(Named-object pointing records)
>> begin

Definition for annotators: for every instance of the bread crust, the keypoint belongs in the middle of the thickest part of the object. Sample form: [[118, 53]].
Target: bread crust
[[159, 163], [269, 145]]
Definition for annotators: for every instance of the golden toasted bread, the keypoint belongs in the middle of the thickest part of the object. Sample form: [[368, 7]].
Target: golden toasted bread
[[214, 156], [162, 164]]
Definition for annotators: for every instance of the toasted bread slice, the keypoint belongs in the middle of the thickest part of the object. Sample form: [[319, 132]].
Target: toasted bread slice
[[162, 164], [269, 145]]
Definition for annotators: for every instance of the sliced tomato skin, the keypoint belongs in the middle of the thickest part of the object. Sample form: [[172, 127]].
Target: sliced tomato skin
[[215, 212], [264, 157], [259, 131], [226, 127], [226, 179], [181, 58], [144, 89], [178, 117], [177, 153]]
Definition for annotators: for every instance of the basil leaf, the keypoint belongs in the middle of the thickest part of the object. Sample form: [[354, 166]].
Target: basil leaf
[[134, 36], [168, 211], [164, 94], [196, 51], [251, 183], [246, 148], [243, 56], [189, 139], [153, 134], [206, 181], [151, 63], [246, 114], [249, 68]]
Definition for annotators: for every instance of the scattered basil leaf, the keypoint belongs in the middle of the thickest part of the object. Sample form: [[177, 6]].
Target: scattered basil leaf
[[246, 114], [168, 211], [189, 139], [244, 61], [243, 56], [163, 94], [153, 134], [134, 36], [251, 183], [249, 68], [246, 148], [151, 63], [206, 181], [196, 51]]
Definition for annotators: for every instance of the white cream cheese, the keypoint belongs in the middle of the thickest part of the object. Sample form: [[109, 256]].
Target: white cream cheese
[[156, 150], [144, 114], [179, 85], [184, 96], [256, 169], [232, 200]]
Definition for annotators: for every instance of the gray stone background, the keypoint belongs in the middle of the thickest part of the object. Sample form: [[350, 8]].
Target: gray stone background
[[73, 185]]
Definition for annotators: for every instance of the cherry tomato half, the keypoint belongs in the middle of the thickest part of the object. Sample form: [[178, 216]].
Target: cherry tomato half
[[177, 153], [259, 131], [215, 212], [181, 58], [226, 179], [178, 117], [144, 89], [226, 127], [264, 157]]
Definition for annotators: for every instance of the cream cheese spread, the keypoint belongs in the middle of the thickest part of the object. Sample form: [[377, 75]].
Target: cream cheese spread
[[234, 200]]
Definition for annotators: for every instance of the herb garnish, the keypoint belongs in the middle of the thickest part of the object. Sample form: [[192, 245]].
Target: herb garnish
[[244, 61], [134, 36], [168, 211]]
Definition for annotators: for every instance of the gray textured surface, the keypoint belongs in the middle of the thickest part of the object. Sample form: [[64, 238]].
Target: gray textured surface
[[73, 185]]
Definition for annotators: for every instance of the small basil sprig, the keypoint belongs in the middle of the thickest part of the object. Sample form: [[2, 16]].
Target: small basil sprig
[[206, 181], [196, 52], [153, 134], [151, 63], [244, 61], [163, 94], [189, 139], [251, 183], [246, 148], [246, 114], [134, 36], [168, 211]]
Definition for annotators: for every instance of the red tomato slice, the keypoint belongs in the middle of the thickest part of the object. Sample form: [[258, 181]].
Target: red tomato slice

>> end

[CHALLENGE] Can you render the lines as a numbered list, starting at the first line and ending at the line that contains "[[214, 156], [162, 164]]", with both ends included and any blank lines left out?

[TASK ANSWER]
1. Definition for annotators: for every instance of the bread crust, the keypoint belongs in the middle of the thickest part of the object. Sample form: [[118, 53]].
2. Target: bread crust
3. [[159, 163], [269, 145]]
4. Definition for annotators: for every instance of the golden toasted bread, the keypoint belongs in the middle of the thickest part of the object. Sample form: [[368, 7]].
5. Target: golden toasted bread
6. [[214, 156], [162, 164]]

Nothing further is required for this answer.